**STATED EXERCISE A:**
Reproduce the post below about troubleshooting a pool's salt water generator, word for word.

**PASSAGE PROVIDED:**
· · · · ·

I had some difficulty with the Amp meter testing. I checked for AC/DC amp metering when buying like you suggested, and missed some marketing speak that it does voltage metering on AC/DC, but not current. So I sent that back, and then it was going to be another few days for testing that. I decided to go ahead and get a replacement SWG, and found an open box one for $900 and full warranty, so I went with it.

New SWG worked immediately upon install.

A few days later, I decided to finish up some things on the pool that I wanted to do (swap/clean my filters and other cleaning/maintenance tasks) when I noticed that the new SWG was all dark. No lights on it at all. Of course I panicked and started looking into a few things. Ultimately, when I started looking at the surge board, I noticed that there was no power to it. After looking at that for a bit, I realized that the AC wire was completely disconnected from the board altogether. I haven't been mucking about behind the easytouch control panel in at least months, if not a year or two, so it's baffling to me that it would just be loose off of the surge board.

In thinking about how all this must work, I can't imagine that a loose or problematic connection to the surge board would cause the blinking cell light I had, but I thought it was worth throwing the scenario out to the group. Could the blinking cell behavior that I saw before be due to some sort of problem on the surge board that had a less-than-stable connection to the power source?

· · · · ·

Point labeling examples
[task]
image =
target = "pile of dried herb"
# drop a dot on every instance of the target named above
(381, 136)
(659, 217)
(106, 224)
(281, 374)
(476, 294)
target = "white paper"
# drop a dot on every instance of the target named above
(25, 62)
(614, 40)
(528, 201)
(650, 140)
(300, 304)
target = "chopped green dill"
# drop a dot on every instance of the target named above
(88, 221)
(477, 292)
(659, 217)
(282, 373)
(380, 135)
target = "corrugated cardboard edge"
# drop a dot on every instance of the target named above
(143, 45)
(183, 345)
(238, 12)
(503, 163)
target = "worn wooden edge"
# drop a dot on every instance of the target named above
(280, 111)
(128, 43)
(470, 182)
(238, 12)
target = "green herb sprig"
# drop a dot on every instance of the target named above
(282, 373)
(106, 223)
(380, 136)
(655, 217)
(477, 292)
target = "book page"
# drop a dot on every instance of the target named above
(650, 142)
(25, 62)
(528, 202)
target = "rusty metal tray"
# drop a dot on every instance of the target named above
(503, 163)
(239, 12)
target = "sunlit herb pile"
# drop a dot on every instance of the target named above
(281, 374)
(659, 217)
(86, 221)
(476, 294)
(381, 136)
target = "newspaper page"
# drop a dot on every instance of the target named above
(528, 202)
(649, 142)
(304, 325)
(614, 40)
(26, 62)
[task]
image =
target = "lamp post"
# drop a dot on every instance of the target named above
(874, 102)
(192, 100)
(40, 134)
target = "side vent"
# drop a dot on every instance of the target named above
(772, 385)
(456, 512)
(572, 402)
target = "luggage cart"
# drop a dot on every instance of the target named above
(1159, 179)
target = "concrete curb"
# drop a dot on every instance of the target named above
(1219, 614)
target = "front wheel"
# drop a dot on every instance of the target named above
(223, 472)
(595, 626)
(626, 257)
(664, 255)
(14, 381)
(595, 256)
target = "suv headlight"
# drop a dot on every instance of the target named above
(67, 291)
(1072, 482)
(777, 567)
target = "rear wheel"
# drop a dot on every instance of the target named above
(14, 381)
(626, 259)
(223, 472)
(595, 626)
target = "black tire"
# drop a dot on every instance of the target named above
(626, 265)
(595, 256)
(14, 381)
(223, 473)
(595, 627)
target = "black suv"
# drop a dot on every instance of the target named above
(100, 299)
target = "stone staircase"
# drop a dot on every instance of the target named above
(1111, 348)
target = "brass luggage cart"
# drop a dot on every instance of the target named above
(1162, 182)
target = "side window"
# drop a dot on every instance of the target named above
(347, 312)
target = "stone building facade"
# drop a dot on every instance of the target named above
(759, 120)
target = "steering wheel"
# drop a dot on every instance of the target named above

· · · · ·

**STATED EXERCISE B:**
Pull out each line of the records that contains the string "page", and list only those lines.

**COMPLETE ANSWER A:**
I had some difficulty with the Amp meter testing. I checked for AC/DC amp metering when buying like you suggested, and missed some marketing speak that it does voltage metering on AC/DC, but not current. So I sent that back, and then it was going to be another few days for testing that. I decided to go ahead and get a replacement SWG, and found an open box one for $900 and full warranty, so I went with it.

New SWG worked immediately upon install.

A few days later, I decided to finish up some things on the pool that I wanted to do (swap/clean my filters and other cleaning/maintenance tasks) when I noticed that the new SWG was all dark. No lights on it at all. Of course I panicked and started looking into a few things. Ultimately, when I started looking at the surge board, I noticed that there was no power to it. After looking at that for a bit, I realized that the AC wire was completely disconnected from the board altogether. I haven't been mucking about behind the easytouch control panel in at least months, if not a year or two, so it's baffling to me that it would just be loose off of the surge board.

In thinking about how all this must work, I can't imagine that a loose or problematic connection to the surge board would cause the blinking cell light I had, but I thought it was worth throwing the scenario out to the group. Could the blinking cell behavior that I saw before be due to some sort of problem on the surge board that had a less-than-stable connection to the power source?

**COMPLETE ANSWER B:**
target = "book page"
target = "newspaper page"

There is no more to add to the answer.